**Consignes**:
1. Dans le texte sur les tableaux d'Olivier Liégent, quelle est l'année de l'Atlas eclipticalis de John Cage ?
2. Traduisez en anglais cette phrase du texte sur les tableaux d'Olivier Liégent : « Les bords du tableau ne sont alors que les limites de la matérialisation d’un plan, qui se poursuit au-delà. »
3. Écrivez la suite du texte sur les tableaux d'Olivier Liégent, à partir de sa dernière phrase.
=== Texte à lire ===
Selon les tableaux, selon la taille de ces objets graphiques, peints ou découpés, plans ou en volume, la peinture territoire et géographie s’ouvre dans un all over à l’idée d’infini. Les bords du tableau ne sont alors que les limites de la matérialisation d’un plan, qui se poursuit au-delà. Et cet espace pastel, sur lequel flottent les formes, n’est plus notre sol terrestre, mais un ciel, tantôt à deux, tantôt à trois dimensions : il suffit à celui qui le regarde de le décider, car notre cerveau a la capacité de nous faire voir les deux. On retrouve Malevitch, encore, qui mettait les formes en mouvement latéral et en rotation.

 

 

Musique

On ne saurait comprendre les intentions de ces « Peintures aléatoires » sans en référer à la musique et à cette année d’initiation à la composition musicale qu’Olivier Liégent suivit à l’IRCAM. Dès 1939 John Cage parle de « Imaginary landscape » [6]: la musique est paysage, le temps est espace. De même, constitués de pièces, détachées de toute représentation unifiée, les paysages imaginaires d’Olivier Liégent laissent toute liberté aux éléments qui les composent, comme au spectateur qui les regarde. L’ordinateur a remplacé le Yi Jing[7] dans les mains de l’artiste, pour un résultat de même nature. L’Atlas eclipticalis de John Cage, en 1962, est une partition écrite en superposant le papier musique à une carte des constellations : lui aussi cherchait à donner à la musique sa dimension céleste. A sa suite, des compositeurs[8] font disparaître la limite entre partition et tableau. Alors, les tableaux d’Olivier Liégent sont-ils peut-être aussi des partitions ? Des œuvres qui viennent chercher votre petite musique dans votre tête ? Ou bien y a-t-il là des performances en puissance, des œuvres à jouer pour achever le propos ?

 

 

Portraits

Les « Portraits » qu’il réalise dans les années 90, associent aux Peintures aléatoires colorées, des morceaux de visages noir et blanc, peints, mais qui semblent découpés dans des photographies. Ces visages partiels, bouts de mentons ou de regards, nous font passer du clan de Matisse au clan de Picasso. Ces visages fragmentés montrent un surgissement du visible, et tentent de signifier un au-delà de ce qui s’impose à nos yeux. Cette apparition du portrait dans les peintures abstraites leur donne une énergie, une pulsation supplémentaire. On est proche de la Nouvelle Figuration, et du Pop Art. Mais le visage découpé est de fait maltraité, avec cette agressivité pour soi et les autres qui est aussi dans notre nature. adopte la déformation picassienne par souci d’expressivité, tout en déplorant ce qu’elle raconte de notre humanité.
=== Documents fournis ===
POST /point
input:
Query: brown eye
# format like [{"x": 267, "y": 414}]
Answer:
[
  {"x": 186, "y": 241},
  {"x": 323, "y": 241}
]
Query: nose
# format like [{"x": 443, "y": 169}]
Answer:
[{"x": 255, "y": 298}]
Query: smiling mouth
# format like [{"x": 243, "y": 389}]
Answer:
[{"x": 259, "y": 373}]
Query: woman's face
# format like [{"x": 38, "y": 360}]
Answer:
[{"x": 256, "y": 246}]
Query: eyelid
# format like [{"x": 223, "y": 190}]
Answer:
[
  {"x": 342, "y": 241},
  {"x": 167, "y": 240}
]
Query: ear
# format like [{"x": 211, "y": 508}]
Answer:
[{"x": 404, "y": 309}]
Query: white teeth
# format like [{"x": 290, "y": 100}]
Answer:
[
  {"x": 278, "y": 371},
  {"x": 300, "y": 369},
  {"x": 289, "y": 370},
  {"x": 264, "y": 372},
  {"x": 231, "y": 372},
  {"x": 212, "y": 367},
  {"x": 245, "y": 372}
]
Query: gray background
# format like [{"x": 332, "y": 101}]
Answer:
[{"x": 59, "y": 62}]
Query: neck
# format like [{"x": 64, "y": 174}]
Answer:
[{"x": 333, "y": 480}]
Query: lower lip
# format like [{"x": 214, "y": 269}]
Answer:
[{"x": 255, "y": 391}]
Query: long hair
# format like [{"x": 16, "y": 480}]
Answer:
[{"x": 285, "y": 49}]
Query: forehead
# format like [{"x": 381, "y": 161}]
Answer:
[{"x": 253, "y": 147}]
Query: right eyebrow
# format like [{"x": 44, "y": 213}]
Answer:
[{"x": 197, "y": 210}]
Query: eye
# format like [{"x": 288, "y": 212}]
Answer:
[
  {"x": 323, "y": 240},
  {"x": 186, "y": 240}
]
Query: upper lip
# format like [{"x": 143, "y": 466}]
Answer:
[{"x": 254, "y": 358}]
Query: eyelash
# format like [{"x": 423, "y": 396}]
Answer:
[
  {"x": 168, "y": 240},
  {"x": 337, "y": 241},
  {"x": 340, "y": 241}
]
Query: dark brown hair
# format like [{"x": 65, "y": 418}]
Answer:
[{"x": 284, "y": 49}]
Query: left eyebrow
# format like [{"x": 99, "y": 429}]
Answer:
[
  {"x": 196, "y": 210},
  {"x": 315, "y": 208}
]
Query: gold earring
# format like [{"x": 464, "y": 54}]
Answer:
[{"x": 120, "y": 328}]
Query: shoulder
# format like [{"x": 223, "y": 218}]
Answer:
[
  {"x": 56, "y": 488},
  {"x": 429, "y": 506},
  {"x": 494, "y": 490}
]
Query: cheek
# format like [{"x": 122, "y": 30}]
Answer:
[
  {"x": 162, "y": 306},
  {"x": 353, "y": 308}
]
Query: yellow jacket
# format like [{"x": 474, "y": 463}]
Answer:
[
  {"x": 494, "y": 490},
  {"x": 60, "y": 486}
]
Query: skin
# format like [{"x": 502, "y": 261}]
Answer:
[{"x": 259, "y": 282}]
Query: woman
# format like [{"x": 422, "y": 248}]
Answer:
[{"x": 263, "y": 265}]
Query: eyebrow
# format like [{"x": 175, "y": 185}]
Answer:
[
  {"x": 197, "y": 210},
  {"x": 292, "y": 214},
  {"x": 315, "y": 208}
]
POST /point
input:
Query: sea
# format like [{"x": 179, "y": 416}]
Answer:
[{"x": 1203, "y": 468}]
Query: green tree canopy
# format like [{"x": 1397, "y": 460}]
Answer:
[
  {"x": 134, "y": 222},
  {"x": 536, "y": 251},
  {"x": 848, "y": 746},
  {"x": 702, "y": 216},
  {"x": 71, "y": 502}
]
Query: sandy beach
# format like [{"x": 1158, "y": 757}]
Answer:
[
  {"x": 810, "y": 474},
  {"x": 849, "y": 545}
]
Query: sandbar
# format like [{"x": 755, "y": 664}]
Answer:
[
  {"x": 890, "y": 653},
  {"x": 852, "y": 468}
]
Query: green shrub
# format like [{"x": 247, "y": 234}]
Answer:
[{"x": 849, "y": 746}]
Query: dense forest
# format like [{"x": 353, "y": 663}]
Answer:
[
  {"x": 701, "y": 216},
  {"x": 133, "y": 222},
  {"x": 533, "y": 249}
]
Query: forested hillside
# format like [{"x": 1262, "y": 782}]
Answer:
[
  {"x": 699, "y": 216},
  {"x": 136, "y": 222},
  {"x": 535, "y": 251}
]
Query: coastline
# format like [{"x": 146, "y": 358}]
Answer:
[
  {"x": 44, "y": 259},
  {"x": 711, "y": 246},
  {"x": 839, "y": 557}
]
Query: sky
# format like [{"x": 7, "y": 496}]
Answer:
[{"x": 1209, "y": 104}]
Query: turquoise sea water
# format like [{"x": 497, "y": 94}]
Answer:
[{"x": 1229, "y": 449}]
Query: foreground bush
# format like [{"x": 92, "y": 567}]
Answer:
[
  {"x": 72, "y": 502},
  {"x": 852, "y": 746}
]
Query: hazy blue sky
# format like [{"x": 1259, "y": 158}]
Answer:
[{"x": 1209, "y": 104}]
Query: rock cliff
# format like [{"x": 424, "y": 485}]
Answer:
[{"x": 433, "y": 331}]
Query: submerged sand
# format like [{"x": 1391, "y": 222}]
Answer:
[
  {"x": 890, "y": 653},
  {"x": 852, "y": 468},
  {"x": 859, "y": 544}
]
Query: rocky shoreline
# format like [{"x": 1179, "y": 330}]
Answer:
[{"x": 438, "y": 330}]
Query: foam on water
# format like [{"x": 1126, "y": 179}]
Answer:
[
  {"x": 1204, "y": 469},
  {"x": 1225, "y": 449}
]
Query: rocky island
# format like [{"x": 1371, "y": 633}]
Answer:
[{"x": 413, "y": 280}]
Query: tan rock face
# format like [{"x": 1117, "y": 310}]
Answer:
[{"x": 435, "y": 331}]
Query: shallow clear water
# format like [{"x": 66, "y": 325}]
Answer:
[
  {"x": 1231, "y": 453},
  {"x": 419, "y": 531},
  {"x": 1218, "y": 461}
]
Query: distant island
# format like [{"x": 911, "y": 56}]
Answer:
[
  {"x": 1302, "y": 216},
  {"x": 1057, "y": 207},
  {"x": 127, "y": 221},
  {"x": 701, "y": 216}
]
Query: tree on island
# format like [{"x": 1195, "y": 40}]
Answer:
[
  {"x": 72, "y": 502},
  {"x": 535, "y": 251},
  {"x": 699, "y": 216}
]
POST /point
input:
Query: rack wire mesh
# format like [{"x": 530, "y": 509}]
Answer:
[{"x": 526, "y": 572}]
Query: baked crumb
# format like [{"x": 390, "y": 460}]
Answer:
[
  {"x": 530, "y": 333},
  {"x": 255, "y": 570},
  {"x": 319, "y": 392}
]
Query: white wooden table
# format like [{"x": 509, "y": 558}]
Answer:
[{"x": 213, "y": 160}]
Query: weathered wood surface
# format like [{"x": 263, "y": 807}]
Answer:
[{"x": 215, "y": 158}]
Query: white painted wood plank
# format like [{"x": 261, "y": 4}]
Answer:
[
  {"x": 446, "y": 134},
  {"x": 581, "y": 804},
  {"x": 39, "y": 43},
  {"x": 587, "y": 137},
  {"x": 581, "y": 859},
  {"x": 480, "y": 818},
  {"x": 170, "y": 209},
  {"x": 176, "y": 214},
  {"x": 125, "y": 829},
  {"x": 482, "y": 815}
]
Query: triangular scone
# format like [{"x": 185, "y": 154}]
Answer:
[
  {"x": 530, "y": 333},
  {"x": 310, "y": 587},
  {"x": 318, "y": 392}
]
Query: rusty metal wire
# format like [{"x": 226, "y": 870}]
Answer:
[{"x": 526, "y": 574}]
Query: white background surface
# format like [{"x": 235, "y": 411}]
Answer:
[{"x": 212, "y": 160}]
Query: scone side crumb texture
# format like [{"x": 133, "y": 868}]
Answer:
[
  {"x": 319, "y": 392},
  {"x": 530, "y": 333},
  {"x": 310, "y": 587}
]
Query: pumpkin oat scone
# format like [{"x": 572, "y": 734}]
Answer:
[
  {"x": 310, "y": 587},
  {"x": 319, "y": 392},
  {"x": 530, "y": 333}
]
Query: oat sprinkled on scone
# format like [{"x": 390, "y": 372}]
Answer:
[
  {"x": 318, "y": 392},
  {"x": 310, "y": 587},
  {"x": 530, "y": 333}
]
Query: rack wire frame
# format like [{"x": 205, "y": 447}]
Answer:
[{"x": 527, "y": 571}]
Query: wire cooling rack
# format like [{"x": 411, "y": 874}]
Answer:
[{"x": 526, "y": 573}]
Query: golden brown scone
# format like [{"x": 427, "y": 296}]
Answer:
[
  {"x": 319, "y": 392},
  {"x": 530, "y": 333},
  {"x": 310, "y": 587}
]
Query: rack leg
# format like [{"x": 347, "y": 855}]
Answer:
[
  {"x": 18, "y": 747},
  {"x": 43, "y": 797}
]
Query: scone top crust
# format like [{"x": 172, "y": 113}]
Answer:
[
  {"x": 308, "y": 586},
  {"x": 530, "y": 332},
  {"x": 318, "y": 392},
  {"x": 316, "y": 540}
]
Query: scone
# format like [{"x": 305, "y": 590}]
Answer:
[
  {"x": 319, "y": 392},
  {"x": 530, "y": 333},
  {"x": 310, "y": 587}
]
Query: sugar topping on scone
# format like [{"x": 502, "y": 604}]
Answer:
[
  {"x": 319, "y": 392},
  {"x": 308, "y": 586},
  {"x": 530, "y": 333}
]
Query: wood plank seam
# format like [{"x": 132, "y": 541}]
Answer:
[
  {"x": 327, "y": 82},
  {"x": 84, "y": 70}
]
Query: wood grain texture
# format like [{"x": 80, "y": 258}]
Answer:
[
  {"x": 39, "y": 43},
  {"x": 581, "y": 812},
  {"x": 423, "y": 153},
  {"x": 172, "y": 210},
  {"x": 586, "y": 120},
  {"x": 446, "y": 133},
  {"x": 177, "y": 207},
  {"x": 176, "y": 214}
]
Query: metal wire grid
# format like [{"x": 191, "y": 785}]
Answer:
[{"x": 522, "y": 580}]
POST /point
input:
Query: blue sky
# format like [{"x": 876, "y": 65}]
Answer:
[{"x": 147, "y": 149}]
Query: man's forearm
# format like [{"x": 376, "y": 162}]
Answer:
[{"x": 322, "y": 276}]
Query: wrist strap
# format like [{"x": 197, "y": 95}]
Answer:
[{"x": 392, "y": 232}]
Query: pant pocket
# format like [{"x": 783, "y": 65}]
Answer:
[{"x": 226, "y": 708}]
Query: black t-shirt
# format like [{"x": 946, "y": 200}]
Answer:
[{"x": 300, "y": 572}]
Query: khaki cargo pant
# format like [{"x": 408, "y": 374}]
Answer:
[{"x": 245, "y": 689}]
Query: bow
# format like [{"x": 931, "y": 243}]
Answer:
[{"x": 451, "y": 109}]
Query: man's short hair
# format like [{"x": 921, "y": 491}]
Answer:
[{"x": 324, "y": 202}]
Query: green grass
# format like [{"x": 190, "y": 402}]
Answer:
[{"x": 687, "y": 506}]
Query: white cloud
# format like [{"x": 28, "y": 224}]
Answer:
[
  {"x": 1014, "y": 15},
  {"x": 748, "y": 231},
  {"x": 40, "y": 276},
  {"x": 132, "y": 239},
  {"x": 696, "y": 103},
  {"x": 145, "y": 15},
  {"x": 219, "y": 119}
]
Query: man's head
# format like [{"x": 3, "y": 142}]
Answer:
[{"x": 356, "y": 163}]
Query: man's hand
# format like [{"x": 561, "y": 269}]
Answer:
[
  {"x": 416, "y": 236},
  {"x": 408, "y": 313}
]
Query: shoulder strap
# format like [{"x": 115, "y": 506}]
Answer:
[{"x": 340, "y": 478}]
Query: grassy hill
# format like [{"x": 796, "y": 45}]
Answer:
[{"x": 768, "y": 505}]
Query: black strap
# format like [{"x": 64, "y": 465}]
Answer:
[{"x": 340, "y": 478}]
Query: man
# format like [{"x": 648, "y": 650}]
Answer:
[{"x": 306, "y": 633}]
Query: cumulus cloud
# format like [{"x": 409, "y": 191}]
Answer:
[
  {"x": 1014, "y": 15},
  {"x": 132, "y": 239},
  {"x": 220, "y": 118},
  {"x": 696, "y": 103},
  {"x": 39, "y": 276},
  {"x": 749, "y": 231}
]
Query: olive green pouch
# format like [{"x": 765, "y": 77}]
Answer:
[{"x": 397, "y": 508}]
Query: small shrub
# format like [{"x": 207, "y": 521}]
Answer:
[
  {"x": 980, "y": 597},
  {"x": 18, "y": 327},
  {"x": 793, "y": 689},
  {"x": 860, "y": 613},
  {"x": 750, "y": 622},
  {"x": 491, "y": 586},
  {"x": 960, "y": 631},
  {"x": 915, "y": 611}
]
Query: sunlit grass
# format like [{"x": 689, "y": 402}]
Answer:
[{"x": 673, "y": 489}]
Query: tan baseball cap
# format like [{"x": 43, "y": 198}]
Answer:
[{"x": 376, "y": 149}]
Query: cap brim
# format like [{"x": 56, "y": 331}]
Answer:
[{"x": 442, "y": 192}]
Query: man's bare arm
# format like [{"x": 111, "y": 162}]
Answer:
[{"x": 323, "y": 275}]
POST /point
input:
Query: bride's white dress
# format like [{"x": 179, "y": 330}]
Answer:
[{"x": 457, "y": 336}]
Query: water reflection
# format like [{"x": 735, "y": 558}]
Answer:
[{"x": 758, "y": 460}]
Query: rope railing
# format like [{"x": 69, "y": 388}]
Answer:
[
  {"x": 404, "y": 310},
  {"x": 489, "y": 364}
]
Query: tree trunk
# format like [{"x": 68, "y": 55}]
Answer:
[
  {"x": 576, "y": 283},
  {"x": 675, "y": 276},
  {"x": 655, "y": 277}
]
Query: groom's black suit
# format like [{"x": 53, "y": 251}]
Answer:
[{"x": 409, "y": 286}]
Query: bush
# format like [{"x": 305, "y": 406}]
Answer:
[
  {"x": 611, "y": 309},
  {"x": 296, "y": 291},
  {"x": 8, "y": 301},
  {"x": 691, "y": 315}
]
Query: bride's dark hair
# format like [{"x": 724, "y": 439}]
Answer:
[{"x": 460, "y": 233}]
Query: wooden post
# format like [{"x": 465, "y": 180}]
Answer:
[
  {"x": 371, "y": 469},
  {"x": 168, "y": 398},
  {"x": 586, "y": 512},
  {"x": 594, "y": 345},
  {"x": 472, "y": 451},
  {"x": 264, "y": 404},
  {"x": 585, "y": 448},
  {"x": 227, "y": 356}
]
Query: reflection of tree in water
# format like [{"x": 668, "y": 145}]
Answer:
===
**Réponses rédigées**:
1. 1962.

2. The edges of the painting are then merely the limits of the materialization of a plane, which continues beyond them.

3.
Dessins - poèmes

Il utilise très précisément cette déformation du corps humain dans ce qu’il appelle des bandes-dessinées où il met en parallèle cette maltraitance par la représentation humaine, avec l’ère technologique et le post-humanisme qu’il dénonce. Composés à chaque page d’un dessin au trait noir et d’une phrase du même trait, ces dessins-poèmes reprennent depuis une dizaine d’années un personnage au trait beaucoup plus ancien, à la fois incarnation de lui-même et de tout être humain. Produits au quotidien, ces dessins sont une source très prolifique. Deux livres ont été édités : Lundi, quelque part dans l’infini et L’Eternité par le ciel ou par la prise électrique[9]. Cinq autres ouvrages sont prêts. Ces dessins-poèmes rendent compte, page après page de l’opposition entre une sorte de paradis terrestre et le monde contemporain. Aux côtés de ce personnage d’une seule ligne, on retrouve les figures récurrentes de la terre, du ciel, et des animaux, se heurtant au monde des objets, des robots et des réseaux. Les petites phases ou maximes personnelles qui accompagnent le dessin d’un même tracé, permettent à chaque page de lire le dessin, le mettent en résonance, l’ancrent avec raison et fantaisie. Avec humour et poésie. Les textes font aussi appel à la métaphysique, citent artistes, philosophes et mystiques. Chaque page dénonce la démiurgie nichée dans la technique, qui nous pousse à nous prendre pour Dieu, à rechercher une immortalité matérialiste et à détruire notre environnement. Les déformations qu’il fait subir à son personnage traduisent l’amer constat du dévoiement de notre humanité. On y voit resurgir son très loin passé de caricaturiste de presse, son premier métier. « Devant un Picasso nous voyons bien notre maladresse à danser avec la nature »… « alors que les modèles de Matisse semblent avoir avalé les auréoles qui illuminent leurs visages »[10]. La condamnation de l’Occident prend des accents ironiques ou tragiques. Or il est pour Olivier Liégent un endroit sur terre où l’équilibre entre croyance et organisation sociale non technologique permet à l’homme de vivre en harmonie : c’est l’Afrique. « Vous avez les montres, nous avons le temps »[11] est le proverbe africain qui résume bien sa pensée.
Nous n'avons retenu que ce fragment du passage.